**** TEXT SEGMENT

Antibiotics in Animals

The use of antibiotics in animals is a commonly accepted practice. They are used for a variety of reasons. Using antibiotics to treat infected food producing animals is a necessary component in keeping the food supply functioning. Unfortunately, the use of antibiotics as a prophylactic increased over the years as it was found to be beneficial to the growth of the animals. This overuse of antibiotics has been a contributing factor in increased antibiotic resistance in animals and humans, a far more serious threat.


Carbadox was approved for use in swine to increase weight, improve feed efficiency, and to control bacterial swine enteritis and swine dysentery. This particular antimicrobial seems to have less impact on human medicine, and was generally considered safe. While the FDA is pursuing removing the substance from the food chain, this is because of the implications of long term exposure to residue left by carbadox, and the agency does not recommend making any immediate dietary changes.

Overuse of Antibiotics

The World Health Organization considers antibiotic resistance to be one of the main threats to global health. It can impact people of any sex, race, age, or nationality. While it is possible for antibiotic resistance to occur naturally, it is increasing rapidly due to the misuse of antibiotics in both animals and people. As some antibiotics become less effective many infections are becoming more difficult to treat, including gonorrhea, tuberculosis, and pneumonia.

********
**** EXCERPTED RECORDS

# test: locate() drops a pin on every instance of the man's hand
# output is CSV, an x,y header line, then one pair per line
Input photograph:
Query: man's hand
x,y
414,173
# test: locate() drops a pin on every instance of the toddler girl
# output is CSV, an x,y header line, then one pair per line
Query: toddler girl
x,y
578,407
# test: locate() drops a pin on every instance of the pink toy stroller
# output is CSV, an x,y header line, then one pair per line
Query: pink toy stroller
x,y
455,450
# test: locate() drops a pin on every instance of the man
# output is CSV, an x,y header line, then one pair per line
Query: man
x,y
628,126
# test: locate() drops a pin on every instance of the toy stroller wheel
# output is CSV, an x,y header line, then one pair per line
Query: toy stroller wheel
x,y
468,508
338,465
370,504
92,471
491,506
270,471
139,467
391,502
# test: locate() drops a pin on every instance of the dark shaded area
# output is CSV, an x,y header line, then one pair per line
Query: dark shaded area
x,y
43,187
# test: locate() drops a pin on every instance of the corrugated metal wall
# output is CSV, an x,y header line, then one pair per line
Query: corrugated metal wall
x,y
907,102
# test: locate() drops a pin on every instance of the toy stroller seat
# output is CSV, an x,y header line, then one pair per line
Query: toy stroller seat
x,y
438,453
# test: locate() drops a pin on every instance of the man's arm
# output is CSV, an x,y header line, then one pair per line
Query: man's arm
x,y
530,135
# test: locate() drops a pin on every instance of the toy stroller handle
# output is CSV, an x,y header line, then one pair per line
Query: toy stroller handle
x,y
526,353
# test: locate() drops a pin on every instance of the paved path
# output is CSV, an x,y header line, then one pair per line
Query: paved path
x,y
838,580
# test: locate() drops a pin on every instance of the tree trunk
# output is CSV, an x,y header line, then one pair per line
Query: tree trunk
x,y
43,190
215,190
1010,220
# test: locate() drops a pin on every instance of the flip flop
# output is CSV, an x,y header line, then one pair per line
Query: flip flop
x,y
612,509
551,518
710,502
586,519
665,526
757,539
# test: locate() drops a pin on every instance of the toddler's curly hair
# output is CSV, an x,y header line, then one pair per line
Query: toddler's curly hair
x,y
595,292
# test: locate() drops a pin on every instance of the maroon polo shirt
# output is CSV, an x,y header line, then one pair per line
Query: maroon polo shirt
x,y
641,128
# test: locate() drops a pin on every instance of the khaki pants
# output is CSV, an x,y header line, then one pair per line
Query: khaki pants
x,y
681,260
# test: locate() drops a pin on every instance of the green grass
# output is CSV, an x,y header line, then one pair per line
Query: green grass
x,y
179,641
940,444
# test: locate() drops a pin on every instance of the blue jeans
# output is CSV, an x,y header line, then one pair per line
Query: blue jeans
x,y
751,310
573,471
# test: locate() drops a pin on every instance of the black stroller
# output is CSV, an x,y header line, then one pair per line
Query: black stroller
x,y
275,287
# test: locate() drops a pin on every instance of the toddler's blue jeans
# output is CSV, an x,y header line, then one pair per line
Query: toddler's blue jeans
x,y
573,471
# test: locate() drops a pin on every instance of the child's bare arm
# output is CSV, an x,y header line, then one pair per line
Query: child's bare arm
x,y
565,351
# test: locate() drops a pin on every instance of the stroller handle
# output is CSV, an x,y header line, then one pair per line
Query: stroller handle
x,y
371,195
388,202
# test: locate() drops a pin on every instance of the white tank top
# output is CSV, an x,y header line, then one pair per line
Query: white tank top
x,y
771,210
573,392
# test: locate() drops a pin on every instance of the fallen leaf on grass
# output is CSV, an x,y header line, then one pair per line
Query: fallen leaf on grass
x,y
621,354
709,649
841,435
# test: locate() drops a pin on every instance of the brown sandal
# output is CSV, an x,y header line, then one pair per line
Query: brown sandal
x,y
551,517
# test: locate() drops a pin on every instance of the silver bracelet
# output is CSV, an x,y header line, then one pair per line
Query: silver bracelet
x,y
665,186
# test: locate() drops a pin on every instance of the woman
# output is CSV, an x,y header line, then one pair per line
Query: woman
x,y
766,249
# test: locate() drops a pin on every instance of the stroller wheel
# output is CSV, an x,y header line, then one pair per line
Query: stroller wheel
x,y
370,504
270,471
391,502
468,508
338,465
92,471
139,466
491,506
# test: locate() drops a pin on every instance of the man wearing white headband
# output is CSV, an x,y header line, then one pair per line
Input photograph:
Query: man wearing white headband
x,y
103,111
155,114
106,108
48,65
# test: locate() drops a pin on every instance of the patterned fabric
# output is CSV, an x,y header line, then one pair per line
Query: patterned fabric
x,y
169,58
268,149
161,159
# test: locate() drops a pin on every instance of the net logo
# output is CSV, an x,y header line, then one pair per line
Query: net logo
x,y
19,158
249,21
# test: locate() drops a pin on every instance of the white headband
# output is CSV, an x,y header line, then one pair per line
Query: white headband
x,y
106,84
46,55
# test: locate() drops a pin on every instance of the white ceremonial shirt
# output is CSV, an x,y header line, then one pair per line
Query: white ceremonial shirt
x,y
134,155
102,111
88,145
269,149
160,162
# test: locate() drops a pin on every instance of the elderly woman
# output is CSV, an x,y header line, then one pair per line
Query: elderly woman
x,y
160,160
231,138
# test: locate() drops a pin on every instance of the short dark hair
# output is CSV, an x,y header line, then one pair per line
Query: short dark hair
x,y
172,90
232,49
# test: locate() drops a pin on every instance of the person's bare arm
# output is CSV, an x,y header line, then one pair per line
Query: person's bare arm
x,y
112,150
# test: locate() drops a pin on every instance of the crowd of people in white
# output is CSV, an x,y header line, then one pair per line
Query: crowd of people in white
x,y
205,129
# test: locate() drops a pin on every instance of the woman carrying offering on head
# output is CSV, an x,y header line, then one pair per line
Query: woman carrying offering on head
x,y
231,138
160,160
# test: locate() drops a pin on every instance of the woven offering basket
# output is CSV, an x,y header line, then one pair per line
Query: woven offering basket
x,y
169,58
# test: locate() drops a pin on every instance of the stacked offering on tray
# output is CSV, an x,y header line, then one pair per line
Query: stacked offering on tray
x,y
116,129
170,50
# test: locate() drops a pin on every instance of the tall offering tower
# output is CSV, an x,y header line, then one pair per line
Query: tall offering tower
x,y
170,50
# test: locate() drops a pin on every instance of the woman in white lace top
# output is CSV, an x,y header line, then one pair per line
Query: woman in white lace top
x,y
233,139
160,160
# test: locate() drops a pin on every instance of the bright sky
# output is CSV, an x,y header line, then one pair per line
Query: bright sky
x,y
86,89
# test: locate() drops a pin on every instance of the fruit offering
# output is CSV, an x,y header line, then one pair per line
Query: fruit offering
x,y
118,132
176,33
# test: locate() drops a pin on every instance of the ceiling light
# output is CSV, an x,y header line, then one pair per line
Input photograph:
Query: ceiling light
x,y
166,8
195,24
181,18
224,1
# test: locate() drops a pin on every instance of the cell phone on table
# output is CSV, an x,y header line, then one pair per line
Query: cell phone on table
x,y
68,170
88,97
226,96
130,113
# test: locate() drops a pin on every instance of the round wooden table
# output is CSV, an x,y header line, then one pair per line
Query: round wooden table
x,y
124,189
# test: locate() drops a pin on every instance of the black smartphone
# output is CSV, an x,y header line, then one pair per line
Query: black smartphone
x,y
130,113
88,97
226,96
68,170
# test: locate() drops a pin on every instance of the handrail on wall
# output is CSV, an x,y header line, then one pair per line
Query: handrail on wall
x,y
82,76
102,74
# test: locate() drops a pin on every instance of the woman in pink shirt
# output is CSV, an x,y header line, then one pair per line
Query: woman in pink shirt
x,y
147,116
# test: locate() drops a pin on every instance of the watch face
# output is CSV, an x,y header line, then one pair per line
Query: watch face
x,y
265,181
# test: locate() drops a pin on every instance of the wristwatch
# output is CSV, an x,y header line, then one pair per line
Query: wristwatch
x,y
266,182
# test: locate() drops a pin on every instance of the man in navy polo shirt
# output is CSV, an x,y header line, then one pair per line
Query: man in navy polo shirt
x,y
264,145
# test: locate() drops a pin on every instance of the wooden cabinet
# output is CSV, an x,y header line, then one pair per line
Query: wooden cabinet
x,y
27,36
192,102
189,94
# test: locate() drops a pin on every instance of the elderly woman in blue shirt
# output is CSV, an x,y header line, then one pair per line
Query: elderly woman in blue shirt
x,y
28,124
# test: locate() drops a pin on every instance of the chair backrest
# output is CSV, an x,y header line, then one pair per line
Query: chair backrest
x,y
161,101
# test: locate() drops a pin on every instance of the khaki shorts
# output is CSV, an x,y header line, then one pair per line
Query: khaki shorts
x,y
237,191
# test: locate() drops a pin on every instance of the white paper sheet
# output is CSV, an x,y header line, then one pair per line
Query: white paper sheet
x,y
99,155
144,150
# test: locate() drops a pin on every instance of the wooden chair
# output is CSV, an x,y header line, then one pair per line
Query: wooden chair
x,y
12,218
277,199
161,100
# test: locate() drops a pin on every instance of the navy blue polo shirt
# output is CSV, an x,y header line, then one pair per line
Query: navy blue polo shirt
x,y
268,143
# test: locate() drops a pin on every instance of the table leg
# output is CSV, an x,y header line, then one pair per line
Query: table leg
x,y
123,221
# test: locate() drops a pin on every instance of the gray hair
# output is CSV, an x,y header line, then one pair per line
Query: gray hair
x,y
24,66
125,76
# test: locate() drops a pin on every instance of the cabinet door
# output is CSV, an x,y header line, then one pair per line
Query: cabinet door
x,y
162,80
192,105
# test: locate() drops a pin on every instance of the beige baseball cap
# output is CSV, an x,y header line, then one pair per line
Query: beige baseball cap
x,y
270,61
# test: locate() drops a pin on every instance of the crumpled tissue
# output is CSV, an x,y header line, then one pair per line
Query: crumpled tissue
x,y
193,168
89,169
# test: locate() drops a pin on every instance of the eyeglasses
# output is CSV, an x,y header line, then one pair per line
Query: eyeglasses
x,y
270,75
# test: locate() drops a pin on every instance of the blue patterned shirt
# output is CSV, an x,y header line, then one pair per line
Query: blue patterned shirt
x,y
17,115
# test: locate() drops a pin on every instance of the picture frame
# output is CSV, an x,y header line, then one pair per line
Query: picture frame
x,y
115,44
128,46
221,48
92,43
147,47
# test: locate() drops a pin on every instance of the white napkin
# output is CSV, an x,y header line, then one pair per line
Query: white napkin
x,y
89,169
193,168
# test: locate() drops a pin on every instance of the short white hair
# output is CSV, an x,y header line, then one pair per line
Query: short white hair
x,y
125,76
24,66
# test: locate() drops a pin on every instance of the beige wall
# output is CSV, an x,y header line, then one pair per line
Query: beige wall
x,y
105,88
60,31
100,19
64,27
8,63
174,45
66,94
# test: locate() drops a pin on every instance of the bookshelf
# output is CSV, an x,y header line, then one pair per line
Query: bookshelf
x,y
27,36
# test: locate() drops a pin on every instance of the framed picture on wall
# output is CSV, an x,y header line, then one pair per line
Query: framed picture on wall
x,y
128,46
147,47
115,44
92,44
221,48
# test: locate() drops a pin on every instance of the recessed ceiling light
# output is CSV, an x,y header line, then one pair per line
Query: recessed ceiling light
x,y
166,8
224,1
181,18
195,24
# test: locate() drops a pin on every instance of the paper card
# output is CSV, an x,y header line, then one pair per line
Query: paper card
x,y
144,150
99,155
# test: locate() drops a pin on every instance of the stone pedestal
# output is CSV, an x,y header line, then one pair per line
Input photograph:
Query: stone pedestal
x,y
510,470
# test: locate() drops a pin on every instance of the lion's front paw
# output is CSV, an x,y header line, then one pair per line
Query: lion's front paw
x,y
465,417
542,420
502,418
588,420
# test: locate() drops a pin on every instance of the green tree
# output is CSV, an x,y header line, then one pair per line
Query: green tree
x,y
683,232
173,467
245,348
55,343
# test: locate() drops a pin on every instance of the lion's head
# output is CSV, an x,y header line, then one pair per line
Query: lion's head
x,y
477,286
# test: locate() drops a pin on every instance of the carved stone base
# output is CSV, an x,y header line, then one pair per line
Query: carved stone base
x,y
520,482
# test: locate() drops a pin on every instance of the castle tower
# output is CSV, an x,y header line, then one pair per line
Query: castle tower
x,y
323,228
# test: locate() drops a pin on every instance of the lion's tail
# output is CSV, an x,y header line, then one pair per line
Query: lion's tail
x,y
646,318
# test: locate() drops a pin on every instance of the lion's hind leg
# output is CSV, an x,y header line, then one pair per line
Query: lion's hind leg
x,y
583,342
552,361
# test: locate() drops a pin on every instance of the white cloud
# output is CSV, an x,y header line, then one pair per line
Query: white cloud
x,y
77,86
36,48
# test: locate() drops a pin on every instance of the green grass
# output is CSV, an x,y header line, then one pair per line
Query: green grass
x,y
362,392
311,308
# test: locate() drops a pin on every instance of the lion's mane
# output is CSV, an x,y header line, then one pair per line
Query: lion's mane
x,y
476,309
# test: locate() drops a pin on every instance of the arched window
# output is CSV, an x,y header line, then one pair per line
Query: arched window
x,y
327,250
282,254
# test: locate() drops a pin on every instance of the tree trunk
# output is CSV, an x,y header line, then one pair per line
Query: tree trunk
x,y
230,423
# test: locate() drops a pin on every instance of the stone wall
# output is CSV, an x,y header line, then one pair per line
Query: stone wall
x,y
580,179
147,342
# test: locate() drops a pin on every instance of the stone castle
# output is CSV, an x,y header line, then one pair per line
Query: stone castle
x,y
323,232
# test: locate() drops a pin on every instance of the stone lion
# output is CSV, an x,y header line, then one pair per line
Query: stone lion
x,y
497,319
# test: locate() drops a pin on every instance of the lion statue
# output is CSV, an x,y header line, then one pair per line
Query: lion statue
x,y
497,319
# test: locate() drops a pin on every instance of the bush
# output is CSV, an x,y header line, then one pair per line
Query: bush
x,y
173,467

********

TASK SET:
1 - Answer these about the text on antibiotics in animals:
(a) In which animals was carbadox approved for use?
(b) Which organization considers antibiotic resistance one of the main threats to global health?
(c) Which three infections does the text name as becoming more difficult to treat?
2 - Continue the text on antibiotics in animals from where it stops.

EXERCISE RESULTS:
1 -
(a) Swine
(b) The World Health Organization
(c) Gonorrhea, tuberculosis, and pneumonia

2 -
Educating Patients

With the recent media coverage of the potential of animal antibiotic causing cancer in humans, patients may become more interested in the discussion of antibiotic use in general and how it can impact their health. Use this opportunity to create a discourse with clients about the dangers of not using antibiotics correctly with their own health management. Post reminders that about using antibiotics safely, such as:

  • Always finish your antibiotic prescription, unless you have an allergic reaction or are instructed by your physician otherwise.
  • Never use left over antibiotics.
  • Never share antibiotics with others.
  • Only use antibiotics that have been prescribed by a certified healthcare provider.
  • Keep vaccinations up to date.

Many patients will be concerned about the possibility of other antibiotics causing cancer, and may have additional questions about their use when filling a prescription. Some may even worry that they shouldn’t take their prescriptions in the future. Take the time to explain the risk associated with the concern over carbadox, the causes of antibiotic resistance, and how antibiotics should be used properly. This will allow patients to feel more confident and in control of their own health while preventing them from contributing to the larger problem of increased antibiotic resistance.